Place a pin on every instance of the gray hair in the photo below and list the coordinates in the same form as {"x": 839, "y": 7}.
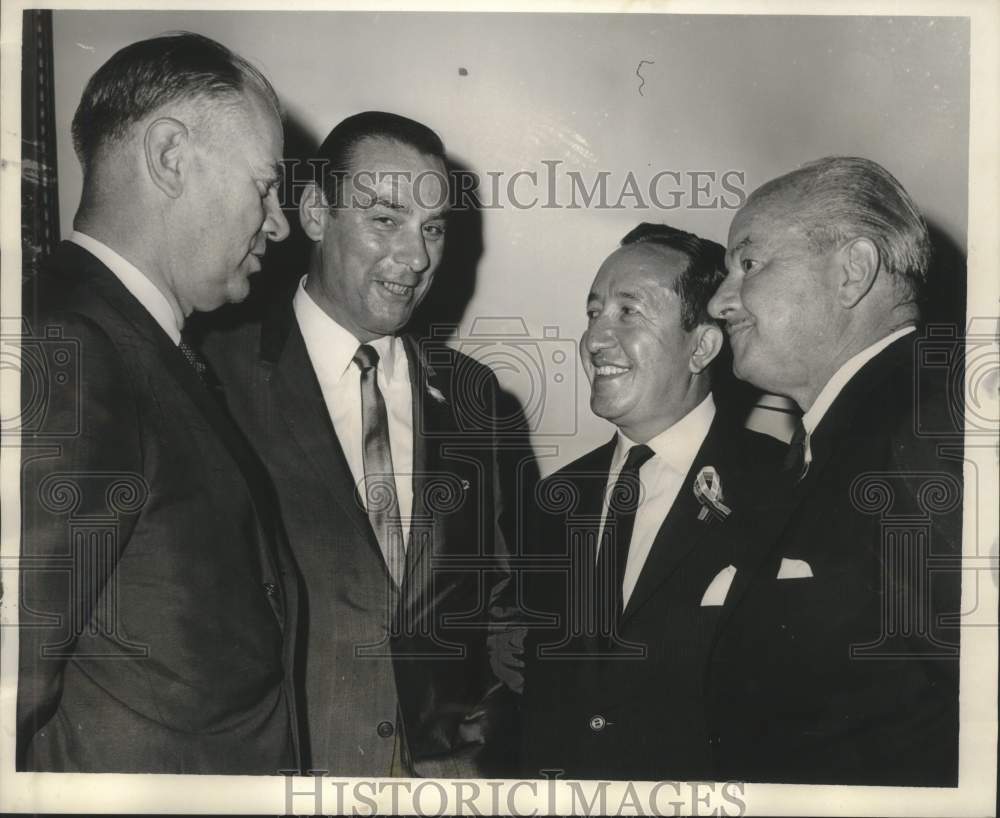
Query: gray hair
{"x": 842, "y": 197}
{"x": 145, "y": 76}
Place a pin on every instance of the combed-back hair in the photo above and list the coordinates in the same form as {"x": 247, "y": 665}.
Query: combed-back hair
{"x": 336, "y": 154}
{"x": 145, "y": 76}
{"x": 843, "y": 197}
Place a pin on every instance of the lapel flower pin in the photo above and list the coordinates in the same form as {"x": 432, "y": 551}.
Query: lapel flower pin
{"x": 708, "y": 490}
{"x": 429, "y": 373}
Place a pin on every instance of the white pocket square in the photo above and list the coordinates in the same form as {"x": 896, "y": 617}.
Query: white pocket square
{"x": 794, "y": 569}
{"x": 715, "y": 593}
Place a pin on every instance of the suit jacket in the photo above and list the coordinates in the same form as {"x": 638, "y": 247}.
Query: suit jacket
{"x": 157, "y": 607}
{"x": 371, "y": 650}
{"x": 638, "y": 712}
{"x": 850, "y": 676}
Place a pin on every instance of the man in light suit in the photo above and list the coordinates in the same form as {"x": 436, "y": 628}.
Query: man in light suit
{"x": 838, "y": 662}
{"x": 157, "y": 599}
{"x": 636, "y": 542}
{"x": 386, "y": 468}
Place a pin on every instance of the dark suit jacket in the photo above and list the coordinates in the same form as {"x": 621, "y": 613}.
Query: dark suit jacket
{"x": 369, "y": 648}
{"x": 640, "y": 712}
{"x": 156, "y": 609}
{"x": 851, "y": 676}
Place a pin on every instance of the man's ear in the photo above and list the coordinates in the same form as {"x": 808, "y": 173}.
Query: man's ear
{"x": 313, "y": 211}
{"x": 708, "y": 343}
{"x": 164, "y": 144}
{"x": 860, "y": 264}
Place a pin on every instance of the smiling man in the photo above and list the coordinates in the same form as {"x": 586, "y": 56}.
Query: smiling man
{"x": 638, "y": 541}
{"x": 158, "y": 600}
{"x": 390, "y": 504}
{"x": 840, "y": 663}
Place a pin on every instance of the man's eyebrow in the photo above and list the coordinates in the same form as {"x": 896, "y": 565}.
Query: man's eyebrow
{"x": 389, "y": 203}
{"x": 631, "y": 295}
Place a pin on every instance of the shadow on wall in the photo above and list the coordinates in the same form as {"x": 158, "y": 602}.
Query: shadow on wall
{"x": 947, "y": 284}
{"x": 435, "y": 322}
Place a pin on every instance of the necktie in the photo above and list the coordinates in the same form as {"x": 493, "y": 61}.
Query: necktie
{"x": 380, "y": 481}
{"x": 198, "y": 364}
{"x": 618, "y": 524}
{"x": 795, "y": 458}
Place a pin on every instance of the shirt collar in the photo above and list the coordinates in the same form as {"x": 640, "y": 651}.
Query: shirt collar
{"x": 678, "y": 445}
{"x": 828, "y": 394}
{"x": 339, "y": 344}
{"x": 136, "y": 282}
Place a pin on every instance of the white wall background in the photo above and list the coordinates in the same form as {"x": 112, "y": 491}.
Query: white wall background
{"x": 759, "y": 95}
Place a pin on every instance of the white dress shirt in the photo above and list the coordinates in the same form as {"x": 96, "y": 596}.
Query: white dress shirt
{"x": 828, "y": 394}
{"x": 331, "y": 350}
{"x": 135, "y": 281}
{"x": 662, "y": 480}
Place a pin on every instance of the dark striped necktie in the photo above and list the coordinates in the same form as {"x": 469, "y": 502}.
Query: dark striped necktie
{"x": 380, "y": 482}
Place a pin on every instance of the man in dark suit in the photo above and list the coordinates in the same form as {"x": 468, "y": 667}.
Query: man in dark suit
{"x": 386, "y": 468}
{"x": 156, "y": 606}
{"x": 838, "y": 662}
{"x": 637, "y": 542}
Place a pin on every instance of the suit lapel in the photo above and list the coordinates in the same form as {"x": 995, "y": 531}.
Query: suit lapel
{"x": 681, "y": 531}
{"x": 776, "y": 508}
{"x": 432, "y": 421}
{"x": 297, "y": 398}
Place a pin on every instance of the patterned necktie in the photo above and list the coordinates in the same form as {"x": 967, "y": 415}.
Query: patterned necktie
{"x": 795, "y": 458}
{"x": 198, "y": 364}
{"x": 618, "y": 524}
{"x": 380, "y": 481}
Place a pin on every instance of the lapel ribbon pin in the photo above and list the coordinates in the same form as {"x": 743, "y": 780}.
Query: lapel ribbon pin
{"x": 708, "y": 490}
{"x": 435, "y": 393}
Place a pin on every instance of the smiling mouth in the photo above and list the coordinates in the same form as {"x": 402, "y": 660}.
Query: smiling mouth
{"x": 610, "y": 371}
{"x": 399, "y": 290}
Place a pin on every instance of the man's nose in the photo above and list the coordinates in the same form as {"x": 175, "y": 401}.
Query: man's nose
{"x": 275, "y": 223}
{"x": 598, "y": 336}
{"x": 411, "y": 251}
{"x": 727, "y": 297}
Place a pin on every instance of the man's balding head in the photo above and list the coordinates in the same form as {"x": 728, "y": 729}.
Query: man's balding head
{"x": 822, "y": 262}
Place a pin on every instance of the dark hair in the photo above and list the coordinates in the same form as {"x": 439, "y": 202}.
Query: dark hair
{"x": 841, "y": 197}
{"x": 698, "y": 281}
{"x": 337, "y": 151}
{"x": 147, "y": 75}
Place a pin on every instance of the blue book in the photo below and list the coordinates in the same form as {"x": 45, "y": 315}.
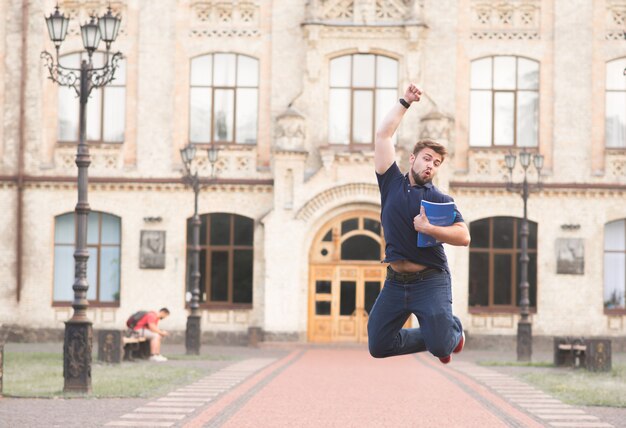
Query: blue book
{"x": 439, "y": 214}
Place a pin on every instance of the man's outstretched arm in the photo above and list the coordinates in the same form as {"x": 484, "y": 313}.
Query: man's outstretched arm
{"x": 384, "y": 151}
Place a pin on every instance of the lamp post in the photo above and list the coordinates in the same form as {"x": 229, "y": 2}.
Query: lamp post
{"x": 77, "y": 343}
{"x": 524, "y": 326}
{"x": 191, "y": 178}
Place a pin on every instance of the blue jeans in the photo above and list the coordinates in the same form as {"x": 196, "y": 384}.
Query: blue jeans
{"x": 430, "y": 299}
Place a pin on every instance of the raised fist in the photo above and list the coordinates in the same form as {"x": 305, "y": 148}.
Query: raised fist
{"x": 412, "y": 93}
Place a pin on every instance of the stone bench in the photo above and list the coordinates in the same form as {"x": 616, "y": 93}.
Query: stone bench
{"x": 594, "y": 354}
{"x": 115, "y": 345}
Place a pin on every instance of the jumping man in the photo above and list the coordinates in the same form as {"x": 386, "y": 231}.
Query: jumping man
{"x": 418, "y": 279}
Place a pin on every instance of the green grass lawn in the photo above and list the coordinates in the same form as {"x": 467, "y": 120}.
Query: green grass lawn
{"x": 33, "y": 374}
{"x": 581, "y": 387}
{"x": 575, "y": 386}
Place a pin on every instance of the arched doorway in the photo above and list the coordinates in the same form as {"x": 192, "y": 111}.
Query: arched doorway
{"x": 345, "y": 277}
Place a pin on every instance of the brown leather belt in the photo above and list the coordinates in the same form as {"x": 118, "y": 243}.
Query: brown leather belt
{"x": 411, "y": 277}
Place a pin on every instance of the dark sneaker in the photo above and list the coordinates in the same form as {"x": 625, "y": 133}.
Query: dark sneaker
{"x": 459, "y": 347}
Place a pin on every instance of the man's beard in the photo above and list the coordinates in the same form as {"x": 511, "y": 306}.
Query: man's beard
{"x": 418, "y": 179}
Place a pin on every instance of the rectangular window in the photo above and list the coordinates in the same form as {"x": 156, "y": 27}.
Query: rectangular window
{"x": 226, "y": 260}
{"x": 103, "y": 264}
{"x": 504, "y": 102}
{"x": 224, "y": 100}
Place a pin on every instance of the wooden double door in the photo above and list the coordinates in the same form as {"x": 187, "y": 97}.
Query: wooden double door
{"x": 340, "y": 299}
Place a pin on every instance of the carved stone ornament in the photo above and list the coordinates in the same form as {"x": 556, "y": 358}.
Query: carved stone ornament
{"x": 505, "y": 20}
{"x": 290, "y": 130}
{"x": 615, "y": 20}
{"x": 219, "y": 18}
{"x": 363, "y": 12}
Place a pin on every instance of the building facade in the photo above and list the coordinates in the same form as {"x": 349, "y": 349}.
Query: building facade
{"x": 291, "y": 92}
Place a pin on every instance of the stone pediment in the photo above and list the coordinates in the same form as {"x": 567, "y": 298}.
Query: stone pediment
{"x": 347, "y": 193}
{"x": 363, "y": 12}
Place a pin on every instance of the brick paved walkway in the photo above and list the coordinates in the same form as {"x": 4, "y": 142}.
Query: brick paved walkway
{"x": 345, "y": 387}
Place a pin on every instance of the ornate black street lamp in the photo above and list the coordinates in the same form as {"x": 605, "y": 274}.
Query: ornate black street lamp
{"x": 77, "y": 344}
{"x": 191, "y": 178}
{"x": 524, "y": 326}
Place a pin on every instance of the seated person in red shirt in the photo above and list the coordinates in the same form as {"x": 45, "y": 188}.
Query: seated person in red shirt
{"x": 147, "y": 327}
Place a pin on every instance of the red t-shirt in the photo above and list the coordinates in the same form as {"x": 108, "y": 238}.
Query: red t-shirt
{"x": 150, "y": 317}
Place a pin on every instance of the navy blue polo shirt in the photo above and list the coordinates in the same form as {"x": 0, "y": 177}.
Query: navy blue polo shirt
{"x": 400, "y": 203}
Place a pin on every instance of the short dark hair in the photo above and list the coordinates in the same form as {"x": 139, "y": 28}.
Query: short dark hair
{"x": 431, "y": 144}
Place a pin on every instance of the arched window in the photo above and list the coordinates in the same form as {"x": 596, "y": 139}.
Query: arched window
{"x": 224, "y": 99}
{"x": 615, "y": 265}
{"x": 504, "y": 102}
{"x": 106, "y": 109}
{"x": 363, "y": 87}
{"x": 103, "y": 266}
{"x": 615, "y": 112}
{"x": 226, "y": 259}
{"x": 494, "y": 266}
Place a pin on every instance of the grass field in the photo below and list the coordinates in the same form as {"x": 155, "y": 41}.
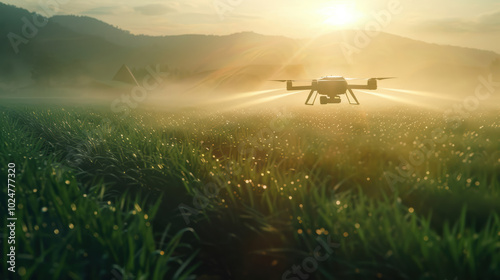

-------------------------

State only how many lines of the records above contain the string "background".

2